## WHAT THIS TASK INVOLVES
Recast every line of the entries below as a numbered list, dropping the blank lines.

## ENTRIES SUPPLIED

+--

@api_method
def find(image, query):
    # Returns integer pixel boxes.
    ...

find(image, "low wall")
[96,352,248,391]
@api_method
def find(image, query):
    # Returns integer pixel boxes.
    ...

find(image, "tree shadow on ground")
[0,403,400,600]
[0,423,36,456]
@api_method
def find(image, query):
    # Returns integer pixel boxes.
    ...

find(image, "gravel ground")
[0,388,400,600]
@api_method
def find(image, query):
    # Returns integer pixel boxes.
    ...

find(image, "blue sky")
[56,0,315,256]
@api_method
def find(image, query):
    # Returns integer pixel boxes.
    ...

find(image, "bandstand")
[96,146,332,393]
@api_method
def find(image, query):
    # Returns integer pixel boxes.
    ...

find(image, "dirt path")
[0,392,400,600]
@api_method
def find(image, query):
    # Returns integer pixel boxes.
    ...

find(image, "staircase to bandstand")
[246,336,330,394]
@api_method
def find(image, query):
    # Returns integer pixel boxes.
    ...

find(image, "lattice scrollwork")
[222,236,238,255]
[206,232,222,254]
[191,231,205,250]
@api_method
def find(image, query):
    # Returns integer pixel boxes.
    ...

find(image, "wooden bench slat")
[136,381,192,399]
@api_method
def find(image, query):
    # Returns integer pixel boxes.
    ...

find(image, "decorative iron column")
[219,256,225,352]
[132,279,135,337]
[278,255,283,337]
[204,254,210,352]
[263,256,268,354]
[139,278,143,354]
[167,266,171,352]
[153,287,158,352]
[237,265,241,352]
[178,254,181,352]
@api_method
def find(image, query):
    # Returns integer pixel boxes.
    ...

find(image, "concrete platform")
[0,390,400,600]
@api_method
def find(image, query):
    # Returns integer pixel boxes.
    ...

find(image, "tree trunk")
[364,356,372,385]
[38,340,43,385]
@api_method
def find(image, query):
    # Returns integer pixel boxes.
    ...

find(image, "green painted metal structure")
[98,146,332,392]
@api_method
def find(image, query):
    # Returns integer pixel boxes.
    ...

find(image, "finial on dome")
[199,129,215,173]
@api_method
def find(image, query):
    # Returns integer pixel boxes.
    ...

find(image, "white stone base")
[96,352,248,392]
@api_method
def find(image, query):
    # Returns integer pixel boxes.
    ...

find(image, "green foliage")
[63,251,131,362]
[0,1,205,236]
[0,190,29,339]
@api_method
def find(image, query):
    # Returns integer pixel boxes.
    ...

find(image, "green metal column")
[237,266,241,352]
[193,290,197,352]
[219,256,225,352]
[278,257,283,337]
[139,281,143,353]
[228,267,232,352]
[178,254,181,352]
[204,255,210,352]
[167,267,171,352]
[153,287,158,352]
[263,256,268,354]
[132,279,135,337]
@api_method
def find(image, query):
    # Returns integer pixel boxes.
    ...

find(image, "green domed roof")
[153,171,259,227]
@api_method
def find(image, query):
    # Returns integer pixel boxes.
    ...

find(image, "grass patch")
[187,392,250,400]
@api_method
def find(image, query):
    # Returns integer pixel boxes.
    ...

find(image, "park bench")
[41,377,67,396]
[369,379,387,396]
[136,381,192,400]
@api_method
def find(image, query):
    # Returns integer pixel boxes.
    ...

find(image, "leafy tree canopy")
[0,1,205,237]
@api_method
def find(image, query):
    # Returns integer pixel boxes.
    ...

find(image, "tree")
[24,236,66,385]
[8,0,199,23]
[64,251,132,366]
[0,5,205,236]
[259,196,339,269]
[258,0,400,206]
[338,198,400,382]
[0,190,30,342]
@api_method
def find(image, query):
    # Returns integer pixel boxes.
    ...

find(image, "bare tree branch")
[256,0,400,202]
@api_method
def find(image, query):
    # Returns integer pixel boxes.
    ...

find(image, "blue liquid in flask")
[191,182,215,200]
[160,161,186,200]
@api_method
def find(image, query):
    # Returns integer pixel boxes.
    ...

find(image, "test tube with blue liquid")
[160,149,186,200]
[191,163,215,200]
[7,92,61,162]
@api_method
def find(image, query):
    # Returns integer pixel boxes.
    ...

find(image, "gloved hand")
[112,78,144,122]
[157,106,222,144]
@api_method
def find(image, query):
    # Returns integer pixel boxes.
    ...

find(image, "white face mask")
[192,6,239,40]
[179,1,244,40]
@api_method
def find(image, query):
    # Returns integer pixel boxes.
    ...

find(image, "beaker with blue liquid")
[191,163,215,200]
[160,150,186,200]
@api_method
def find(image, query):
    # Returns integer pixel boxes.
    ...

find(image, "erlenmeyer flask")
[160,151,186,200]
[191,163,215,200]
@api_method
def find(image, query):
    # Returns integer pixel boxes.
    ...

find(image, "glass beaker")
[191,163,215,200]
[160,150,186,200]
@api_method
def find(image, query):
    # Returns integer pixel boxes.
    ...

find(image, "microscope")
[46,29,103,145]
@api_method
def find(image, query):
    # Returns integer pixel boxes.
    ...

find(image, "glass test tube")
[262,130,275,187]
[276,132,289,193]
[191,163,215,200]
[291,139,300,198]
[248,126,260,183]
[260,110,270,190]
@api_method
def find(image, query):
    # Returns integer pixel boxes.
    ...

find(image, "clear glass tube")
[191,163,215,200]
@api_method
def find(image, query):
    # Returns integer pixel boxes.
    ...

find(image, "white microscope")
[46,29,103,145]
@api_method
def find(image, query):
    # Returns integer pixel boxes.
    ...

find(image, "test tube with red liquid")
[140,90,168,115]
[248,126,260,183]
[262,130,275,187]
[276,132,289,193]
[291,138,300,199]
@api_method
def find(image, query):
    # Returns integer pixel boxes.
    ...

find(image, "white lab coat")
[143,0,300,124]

+--

## OUTPUT
1. @api_method
2. def find(image, query):
3.     # Returns integer pixel boxes.
4.     ...
5. find(image, "low wall")
6. [96,352,248,391]
7. @api_method
8. def find(image, query):
9.     # Returns integer pixel boxes.
10.     ...
11. find(image, "tree shadow on ground")
12. [0,403,400,600]
13. [0,423,36,456]
14. @api_method
15. def find(image, query):
16.     # Returns integer pixel boxes.
17.     ...
18. find(image, "gravel ground")
19. [0,388,400,600]
20. @api_method
21. def find(image, query):
22.     # Returns integer pixel boxes.
23.     ...
24. find(image, "blue sky")
25. [56,0,315,256]
26. @api_method
27. def find(image, query):
28.     # Returns integer pixel boxes.
29.     ...
30. find(image, "bandstand")
31. [96,146,332,393]
32. @api_method
33. def find(image, query):
34.     # Returns integer pixel boxes.
35.     ...
36. find(image, "dirt path")
37. [0,392,400,600]
38. @api_method
39. def find(image, query):
40.     # Returns integer pixel boxes.
41.     ...
42. find(image, "staircase to bandstand")
43. [246,336,330,394]
44. @api_method
45. def find(image, query):
46.     # Returns integer pixel boxes.
47.     ...
48. find(image, "lattice scrollwork")
49. [222,236,238,255]
50. [206,232,222,254]
51. [191,231,205,250]
52. @api_method
53. def find(image, query):
54.     # Returns integer pixel boxes.
55.     ...
56. find(image, "wooden bench slat")
57. [136,381,192,399]
58. @api_method
59. def find(image, query):
60.     # Returns integer pixel boxes.
61.     ...
62. find(image, "decorative iron column")
63. [219,256,225,352]
64. [132,279,135,337]
65. [278,255,283,337]
66. [204,254,210,352]
67. [263,256,268,354]
68. [139,278,143,354]
69. [167,266,171,352]
70. [153,287,158,352]
71. [237,265,241,352]
72. [178,254,181,352]
73. @api_method
74. def find(image, query):
75.     # Returns integer pixel boxes.
76.     ...
77. find(image, "concrete platform")
78. [0,390,400,600]
79. @api_method
80. def find(image, query):
81.     # Returns integer pixel boxes.
82.     ...
83. find(image, "tree trunk")
84. [364,356,372,385]
85. [38,340,43,385]
86. @api_method
87. def find(image, query):
88.     # Returns integer pixel boxes.
89.     ...
90. find(image, "green painted metal structure")
91. [98,146,332,392]
92. @api_method
93. def find(image, query):
94.     # Returns integer pixel boxes.
95.     ...
96. find(image, "finial on dome")
97. [199,129,215,173]
98. @api_method
99. def find(image, query):
100.     # Returns integer pixel boxes.
101.     ...
102. find(image, "white stone base")
103. [96,352,248,392]
104. @api_method
105. def find(image, query):
106.     # Returns integer pixel boxes.
107.     ...
108. find(image, "green foliage")
109. [63,251,131,362]
110. [0,1,205,236]
111. [0,190,29,339]
112. @api_method
113. def find(image, query):
114.     # Returns integer pixel boxes.
115.     ...
116. find(image, "green metal column")
117. [237,266,241,352]
118. [193,290,197,352]
119. [219,256,225,352]
120. [278,257,283,337]
121. [139,281,143,353]
122. [228,267,232,352]
123. [178,254,181,352]
124. [204,255,210,352]
125. [167,267,171,352]
126. [153,287,158,352]
127. [263,256,268,354]
128. [132,279,135,337]
129. @api_method
130. def find(image, query):
131.     # Returns integer pixel boxes.
132.     ...
133. find(image, "green domed roof")
134. [153,171,259,227]
135. @api_method
136. def find(image, query):
137.     # Returns integer pixel boxes.
138.     ...
139. find(image, "grass patch")
140. [187,392,250,400]
141. @api_method
142. def find(image, query):
143.     # Returns integer pixel boxes.
144.     ...
145. find(image, "park bench")
146. [41,377,67,396]
147. [369,379,387,396]
148. [136,381,192,400]
149. @api_method
150. def find(image, query):
151.     # Returns integer pixel boxes.
152.     ...
153. find(image, "leafy tree canopy")
154. [0,1,205,237]
155. @api_method
156. def find(image, query):
157.     # Returns integer pixel boxes.
158.     ...
159. find(image, "tree")
160. [24,236,66,385]
161. [8,0,199,23]
162. [64,251,132,366]
163. [0,5,205,236]
164. [259,196,339,269]
165. [258,0,400,206]
166. [338,198,400,382]
167. [0,190,30,342]
168. @api_method
169. def find(image, query):
170.     # Returns integer pixel boxes.
171.     ...
172. find(image, "bare tree branch")
173. [256,0,400,202]
174. @api_method
175. def find(image, query):
176.     # Returns integer pixel boxes.
177.     ...
178. find(image, "blue liquid in flask")
179. [191,182,215,200]
180. [160,161,186,200]
181. @api_method
182. def find(image, query):
183.     # Returns integer pixel boxes.
184.     ...
185. find(image, "test tube with blue liquid")
186. [160,149,186,200]
187. [191,163,215,200]
188. [7,92,61,162]
189. @api_method
190. def find(image, query):
191.     # Returns integer pixel boxes.
192.     ...
193. find(image, "gloved hand")
194. [112,78,144,122]
195. [157,106,222,144]
196. @api_method
197. def find(image, query):
198.     # Returns integer pixel boxes.
199.     ...
200. find(image, "white face mask")
201. [192,6,239,40]
202. [179,1,244,40]
203. @api_method
204. def find(image, query):
205.     # Returns integer pixel boxes.
206.     ...
207. find(image, "beaker with blue liquid")
208. [191,163,215,200]
209. [160,150,186,200]
210. @api_method
211. def find(image, query):
212.     # Returns integer pixel boxes.
213.     ...
214. find(image, "erlenmeyer flask")
215. [160,151,186,200]
216. [191,163,215,200]
217. @api_method
218. def find(image, query):
219.     # Returns integer pixel boxes.
220.     ...
221. find(image, "glass beaker")
222. [191,163,215,200]
223. [160,150,186,200]
224. @api_method
225. def find(image, query):
226.     # Returns integer pixel boxes.
227.     ...
228. find(image, "microscope")
229. [46,29,103,145]
230. @api_method
231. def find(image, query):
232.     # Returns integer pixel boxes.
233.     ...
234. find(image, "glass test tube")
235. [262,130,275,187]
236. [276,132,289,193]
237. [191,163,215,200]
238. [291,139,300,198]
239. [248,126,260,183]
240. [260,110,270,190]
241. @api_method
242. def find(image, query):
243.     # Returns integer pixel boxes.
244.     ...
245. find(image, "clear glass tube")
246. [191,163,215,200]
247. @api_method
248. def find(image, query):
249.     # Returns integer pixel boxes.
250.     ...
251. find(image, "white microscope")
252. [46,29,103,145]
253. @api_method
254. def find(image, query):
255.     # Returns integer pixel boxes.
256.     ...
257. find(image, "test tube with red liquid")
258. [140,90,168,115]
259. [248,126,260,183]
260. [262,130,275,187]
261. [276,132,289,193]
262. [291,138,300,199]
263. @api_method
264. def find(image, query):
265.     # Returns integer pixel boxes.
266.     ...
267. find(image, "white lab coat")
268. [143,0,300,124]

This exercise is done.